(WRITTEN INSTRUCTION) Please find each line in the data below that contains the word "wall" and copy those lines.

──────── RECORD LIST

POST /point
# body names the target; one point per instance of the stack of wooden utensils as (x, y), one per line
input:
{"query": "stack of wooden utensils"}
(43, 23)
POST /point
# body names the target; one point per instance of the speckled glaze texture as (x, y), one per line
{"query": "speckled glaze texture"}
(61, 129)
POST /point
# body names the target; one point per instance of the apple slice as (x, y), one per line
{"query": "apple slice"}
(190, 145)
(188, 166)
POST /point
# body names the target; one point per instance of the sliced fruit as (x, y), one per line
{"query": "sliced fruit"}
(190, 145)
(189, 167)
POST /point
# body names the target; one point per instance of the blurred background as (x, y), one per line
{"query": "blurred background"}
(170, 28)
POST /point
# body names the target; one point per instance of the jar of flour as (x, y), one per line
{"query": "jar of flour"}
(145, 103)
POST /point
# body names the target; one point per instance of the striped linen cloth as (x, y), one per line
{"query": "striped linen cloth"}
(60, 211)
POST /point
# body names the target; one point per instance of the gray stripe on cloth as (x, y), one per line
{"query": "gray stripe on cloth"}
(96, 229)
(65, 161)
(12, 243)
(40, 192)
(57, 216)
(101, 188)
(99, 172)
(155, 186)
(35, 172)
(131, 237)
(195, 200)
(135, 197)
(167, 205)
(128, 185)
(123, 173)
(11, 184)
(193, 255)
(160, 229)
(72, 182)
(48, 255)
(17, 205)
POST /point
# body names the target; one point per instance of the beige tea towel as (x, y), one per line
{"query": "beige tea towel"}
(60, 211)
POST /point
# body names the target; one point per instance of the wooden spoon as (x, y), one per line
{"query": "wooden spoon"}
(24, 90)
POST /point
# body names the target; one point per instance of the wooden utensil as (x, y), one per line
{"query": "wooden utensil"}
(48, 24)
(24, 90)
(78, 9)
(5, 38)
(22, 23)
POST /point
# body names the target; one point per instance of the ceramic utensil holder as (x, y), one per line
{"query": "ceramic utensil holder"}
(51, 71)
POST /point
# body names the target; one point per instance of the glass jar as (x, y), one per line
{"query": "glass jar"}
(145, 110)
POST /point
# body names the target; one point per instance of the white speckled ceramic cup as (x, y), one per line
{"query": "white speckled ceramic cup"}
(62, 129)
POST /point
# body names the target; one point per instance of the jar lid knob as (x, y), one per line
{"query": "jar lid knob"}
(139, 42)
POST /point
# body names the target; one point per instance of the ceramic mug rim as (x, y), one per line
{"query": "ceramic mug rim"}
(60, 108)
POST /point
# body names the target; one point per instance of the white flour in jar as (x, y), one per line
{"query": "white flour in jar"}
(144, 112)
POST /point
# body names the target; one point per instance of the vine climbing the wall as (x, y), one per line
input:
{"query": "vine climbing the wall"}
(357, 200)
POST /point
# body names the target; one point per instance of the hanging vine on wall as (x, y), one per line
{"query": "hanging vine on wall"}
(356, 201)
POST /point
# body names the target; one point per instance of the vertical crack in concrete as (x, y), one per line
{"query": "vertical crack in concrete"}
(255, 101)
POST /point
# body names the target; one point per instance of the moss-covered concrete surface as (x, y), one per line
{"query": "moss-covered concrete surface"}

────────────────

(RIGHT ANSWER)
# body names the target; one point per instance of the vine climbing the wall as (x, y), one per line
{"query": "vine climbing the wall"}
# body names the target; one point per instance of the hanging vine on wall as (x, y), one per line
{"query": "hanging vine on wall"}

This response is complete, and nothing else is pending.